Exercise tasks.
A – List every year mentioned in the memoir about the Batch of 1984.
B – Reproduce the memoir about the Batch of 1984 word for word, between "My brother is a year" and "cinemas watching movies.", inclusive.
C – Carry the memoir about the Batch of 1984 forward with the next part, starting after its last sentence.

Selected text.

1984
By windrose
- 487 reads
It was the ‘Euphoria’…the year I set out looking for freedom. Leaving school my classmates gone different ways, some chose to continue with higher studies. Actually, our batch was in school until the end of 1983 and we sat London GCE O’ Level papers of January 1984, that’s why we call the Batch of 1984 or the 1984 Batch. We still hold get-togethers once or twice a year. This picture was taken on 8th August 2012. Some are top class businessmen, some are doctors, some executives, CEOs, one of them is even a professor still working in the UK and one (not in the picture) is a diplomat. Generally, they are top guys but I’m here to talk about the guy who set to look for freedom and turned into a Mr Nobody.
My brother is a year older and my sister a year younger. My brother is a talented guitarist and an architect. My sister mastered piano in classical music. When we were young our poor house listened to music and read books. If they read three books a day, I read one in three days. If they were extremely talented in music, I just picked the fingering and played chords. There is a black sheep in every family.
I wasn’t good in studies. That didn’t mean I obtained bad results. In the national Junior School Examination, I passed all ten subjects among the ten who did so. I got pass marks in all six subjects I set in the O’ Level with a couple of distinctions. My worst subject was mathematics, I got C grade and the teacher took a treat on me. In the last years at school I had been quitting classes and not paying attention to studies. When exams come I go to the cinemas watching movies.
December 8th, 1980, (for us in the following day) I read about John Lennon’s death on the school notice board. (These are the things that matter…and how much things changed.) Those days at school we were involved in music with a handful of rock bands practising all day. I played bass in a three-piece band called ‘Triotones’ and about the music I wish to write in another chapter.
Family conditions deteriorated since my mother was sacked from government job in 1973. There was no source of income, a single mother with four kids to look after and grandparents confined to their beds. She barely made money giving tuition to kids and running a typing class with one ROYAL typewriter. Then in 1980, my father, who visited us twice a year, converted a section of our house to a to-let and gradually things turned better, still mother could hardly find ends meet without borrowing. This decade we were extremely poor.

Source data.
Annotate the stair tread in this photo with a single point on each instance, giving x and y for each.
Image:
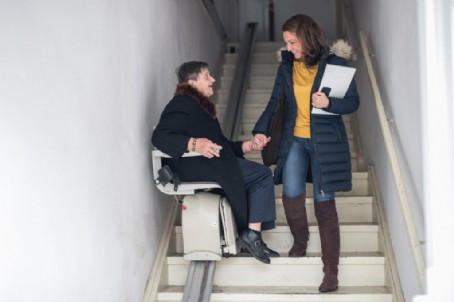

Final results.
A – 1973, 1980, 1983, 1984, 2012

B –
My brother is a year older and my sister a year younger. My brother is a talented guitarist and an architect. My sister mastered piano in classical music. When we were young our poor house listened to music and read books. If they read three books a day, I read one in three days. If they were extremely talented in music, I just picked the fingering and played chords. There is a black sheep in every family.
I wasn’t good in studies. That didn’t mean I obtained bad results. In the national Junior School Examination, I passed all ten subjects among the ten who did so. I got pass marks in all six subjects I set in the O’ Level with a couple of distinctions. My worst subject was mathematics, I got C grade and the teacher took a treat on me. In the last years at school I had been quitting classes and not paying attention to studies. When exams come I go to the cinemas watching movies.

C –
The house in shape was kind of stumbling down. We used a backdoor by the kitchen side to enter. Inside it was hot and no place to sit properly, no desk, no space…crowded of old furniture. We didn’t have food on the table, no notebooks, no proper clothes…but the worst bit was that our mother had taken this burden to look after bedridden old parents. She was shrunk and in very poor health.
Here I’m focusing on the years between 1980 and 1984. Otherwise, our world was a heavenly place – peaceful and free. Not crowded, not too much traffic, we could play football on the narrow streets. There were stage shows, discoes, parties, route marches, exhibitions, carnivals, festivals and 24 hours we stayed away from home. Of these enchants we never felt we were so poor. Freedom is not the few coins in your hands.
The new headmaster was Mr Abjee (everyone knows him – a legendary football coach – all of these guys graduated from the same old Majeediyya School). In his first day lecture he compelled us to wear shoes as part of the school uniform. I wasn’t paying any attention until I had to climb the stage to play music wearing an orange and blue pair of shoes and in corduroy jeans. He caught me, “From now on you’re not going to come to school without shoes.” In 1982, we watched the World Cup recordings of ’78 and ’82 on a television set at the school hall and those great names of footballers prompted into our lives…Diego Maradona, Paulo Rossi, Michel Platini…
Besides, we watched several other documentaries at the school library…the Holocaust, Battle for Falkland and Wedding of Prince Charles to Lady Diana. That Diana hairstyle was huge fashion in the country. I chose the Arts Stream (whatever that means) and in the history classes each student had to listen to an international radio, BBC or VOA, and write down ten minutes of bulletin as homework. We would read the news first thing in the morning. I found an ad and posted a draft to a Singapore company subscribing the TIME magazine. I was so lucky to have a TIME copy each Wednesday before the Monday and everyone would like to take a glance. Those stories…Reagan shot, Pope shot…the cover of Brook Shields…tennis greats…all were there.
At one point we found a competition in publishing magazines, cut stencils and make prints. Those articles were heating and targeted on the girls’ school of Aminiya. We came up with Pygmalion stage drama and impersonated a boy as a flower girl. At the girls’ school they wear moustaches to mimic men. I did some artwork and painting in decorating the Pygmalion stage and the magazine stuff. Talking of stage dramas, the best school is a mixed school of EPS…quite entertaining to watch their mixed shows.
The Sports Meets, football, volleyball, the gymnastics and the Table Tennis which I liked most. I take no part in sports for certain reason. Table Tennis takes place in the night and into the midnight. My school is few blocks from my home. I spend whole night watching the tournament. Our Triotones drummer, Andu, was an all-time great table tennis player…he became the Champion four times in a row.
We probably got a TV in 1983, certainly after the World Cup ’82, my father bought it. He had difficult times since the new government came to power in 1978. In the early half of the 80s he was in prison and banished. My father was a senior police with sergeant stripes and always involved in some sleuthing. From outside sources I heard, at this point he was imprisoned because he helped the wife of one of the coup leaders in custody to send a letter inside a breakfast bun. Everything I know about him I heard from the outside world.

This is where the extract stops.